BEGIN Excerpted text
Ben Stokes departs during another rain delay.(Getty Images: Cameron Spencer)

It was a day where Test cricket became victim yet again of its own inflexibility, as the steadfast refusal to deviate from rules and schedules devised decades ago came at the expense of the game being played.

An early morning downpour pushed the toss and subsequently the start of play back half an hour. Throughout the hour pre- and post-toss there was no rain at all, yet within a few overs the players were forced off again.

The case was the same during both the lunch and tea breaks, taken earlier due to brief showers. Those showers cleared, but by the time the bell had rung to end recess the rain had returned.

The frustration is most keenly felt by those in the stands who have paid to watch a dry, empty cricket field for the day.

As one person submitted to the ABC Sport blog, “I’m in the Brewongle stand with my son at his first test. Out $400 bucks for 20 overs. I know they can’t help the rain, but this tea break is totally unwarranted”.

It may be fighting against the rising of the tide, because the only thing more wedded to tradition than the SCG Test is the game of Test cricket itself, but there must be a better way.
END Excerpted text
BEGIN Excerpted records
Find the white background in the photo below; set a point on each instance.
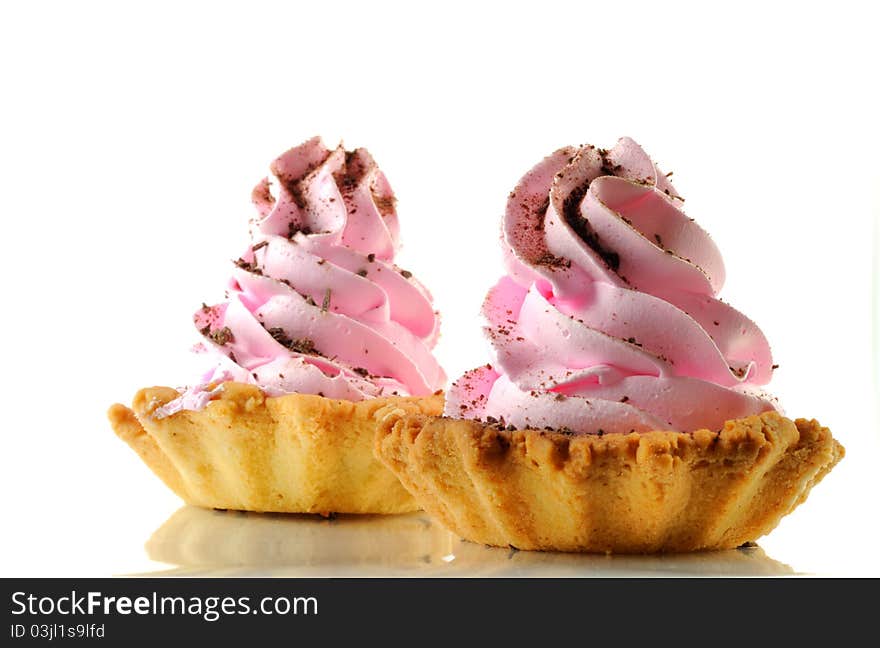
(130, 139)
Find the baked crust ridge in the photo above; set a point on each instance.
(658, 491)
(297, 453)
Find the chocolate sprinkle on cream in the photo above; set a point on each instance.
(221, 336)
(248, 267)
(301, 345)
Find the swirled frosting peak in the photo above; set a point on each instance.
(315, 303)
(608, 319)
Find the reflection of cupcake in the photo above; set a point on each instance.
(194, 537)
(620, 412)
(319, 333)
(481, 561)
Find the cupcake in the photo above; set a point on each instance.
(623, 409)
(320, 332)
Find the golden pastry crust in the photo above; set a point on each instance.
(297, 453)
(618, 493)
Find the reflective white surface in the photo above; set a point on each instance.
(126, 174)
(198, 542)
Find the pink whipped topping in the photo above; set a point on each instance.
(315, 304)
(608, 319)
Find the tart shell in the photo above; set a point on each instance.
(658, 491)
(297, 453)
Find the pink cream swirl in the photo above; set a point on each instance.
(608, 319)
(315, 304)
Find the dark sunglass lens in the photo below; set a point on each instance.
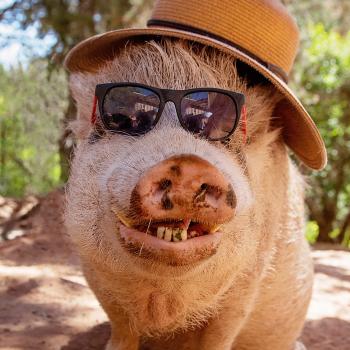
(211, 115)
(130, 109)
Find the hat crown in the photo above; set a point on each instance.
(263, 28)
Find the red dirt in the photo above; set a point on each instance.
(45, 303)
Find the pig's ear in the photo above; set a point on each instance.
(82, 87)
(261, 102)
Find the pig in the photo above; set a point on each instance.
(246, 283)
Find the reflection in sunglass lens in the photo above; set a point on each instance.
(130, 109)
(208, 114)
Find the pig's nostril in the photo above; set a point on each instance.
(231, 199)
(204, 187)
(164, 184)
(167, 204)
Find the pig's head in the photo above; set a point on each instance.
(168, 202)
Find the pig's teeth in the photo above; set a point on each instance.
END Excerpted records
__What you will do__:
1. List each fixed point in the day's schedule that the rain delay article says was pushed back or taken earlier.
2. According to the rain delay article, how much money had the fan in the Brewongle stand spent, and for how many overs of play?
3. Continue the rain delay article from where it stops.

__Responses by task__:
1. The toss, the start of play, the lunch break and the tea break.

2. $400 for 20 overs.

3.
Australian batters Marcus Harris and Marnus Labuschagne talk in the middle of the SCG pitch during an Ashes Test at the SCG.
Marcus Harris and Marnus Labuschagne at the crease together.(Getty: Steven Markham/Speed Media/Icon Sportswire)

The whole scene made for a weary, sluggish opening to the day’s play, which truth be told didn’t need any greater excuse for a sleep in.

With the horse long bolted, England finally selected the best bowling attack available to it, ignoring whatever mad scientist suggested playing James Anderson and Stuart Broad as soon and as often as their bodies allowed was a bad idea.

But the juice was missing. Broad and Ben Stokes battled to tip 130kph on the speed gun. Marcus Harris, for whom only two Tests ago runs were as rare as RATs, batted for 100 balls entirely without alarm.

Even David Warner’s dismissal to Broad felt like another coded jab at England, rubbing the tourists’ noses into the fact that the man who has taken his wicket 13 times in Test cricket had only been considered worthy of selection in one of the first three matches.

It wasn’t until the late afternoon that the sun finally emerged, and with it England.

Mark Wood leans back and screams with his mouth open, fists clenched and eyes closed
Mark Wood claimed the valuable wicket of Marnus Labuschagne.(Getty Images: Cameron Spencer)

Anderson removed Harris in the fashion Harris is always likely to be removed, edging an angled delivery to the cordon when a leave would have sufficed.

And Mark Wood, the rough and ready Geordie who will be one of the few to leave this tour with reputation somewhat enhanced, again proved that even Marnus Labuschagne is vulnerable to a good ball at express pace.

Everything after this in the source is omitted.